Task requirements
Reproduce every entry below precisely; do not include the pictures.

Photo-based referring expression data
···

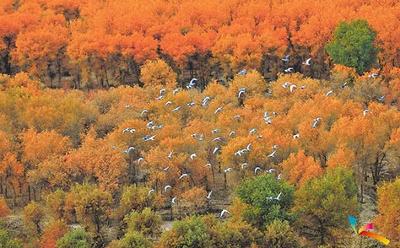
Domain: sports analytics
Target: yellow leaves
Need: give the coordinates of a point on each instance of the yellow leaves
(4, 209)
(388, 220)
(300, 168)
(10, 166)
(41, 146)
(341, 157)
(156, 73)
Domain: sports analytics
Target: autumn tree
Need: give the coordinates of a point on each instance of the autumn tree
(53, 232)
(388, 207)
(299, 168)
(157, 73)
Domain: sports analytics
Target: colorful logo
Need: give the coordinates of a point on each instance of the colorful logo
(365, 230)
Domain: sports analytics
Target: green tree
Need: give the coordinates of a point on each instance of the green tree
(7, 241)
(33, 216)
(133, 239)
(146, 222)
(280, 234)
(190, 232)
(323, 204)
(353, 45)
(267, 199)
(91, 204)
(76, 238)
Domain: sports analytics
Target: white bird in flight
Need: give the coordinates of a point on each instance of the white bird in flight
(129, 129)
(242, 72)
(149, 138)
(242, 91)
(167, 187)
(205, 101)
(216, 149)
(145, 111)
(272, 154)
(214, 131)
(373, 75)
(219, 109)
(192, 83)
(176, 109)
(289, 70)
(183, 175)
(223, 212)
(227, 170)
(329, 93)
(130, 149)
(307, 62)
(316, 122)
(292, 88)
(248, 147)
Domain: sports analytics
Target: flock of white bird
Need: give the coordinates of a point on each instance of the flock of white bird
(199, 136)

···

Result below
Domain: sports analytics
Target: yellow leaves
Need: give the coordinates of a point on each instance of the yellow leaves
(4, 209)
(388, 220)
(300, 168)
(10, 166)
(41, 146)
(341, 157)
(156, 73)
Domain: sports analytics
Target: autumn tree
Need: give the coordinates of a point on each instance of the autumn tree
(53, 232)
(388, 207)
(299, 168)
(157, 73)
Domain: sports analytics
Target: colorful logo
Need: give the coordinates of a point on each instance of the colorful logo
(365, 230)
Domain: sports analytics
Target: green tree
Need: give the coordinates of a point on each instance of the green tree
(7, 241)
(33, 216)
(133, 239)
(146, 222)
(280, 234)
(190, 232)
(323, 204)
(353, 45)
(267, 199)
(91, 204)
(76, 238)
Domain: sports analytics
Target: white bird in flight
Need: give the coordinates of a point on each instance of the white bird in flight
(129, 129)
(242, 72)
(149, 138)
(242, 91)
(167, 187)
(205, 101)
(216, 149)
(145, 111)
(272, 154)
(214, 131)
(373, 75)
(219, 109)
(192, 83)
(176, 109)
(289, 70)
(183, 175)
(223, 212)
(227, 170)
(329, 93)
(130, 149)
(307, 62)
(316, 122)
(292, 88)
(248, 147)
Domain: sports analytics
Target: flock of white bird
Need: give the coordinates of a point on each instance of the flock of white bird
(199, 136)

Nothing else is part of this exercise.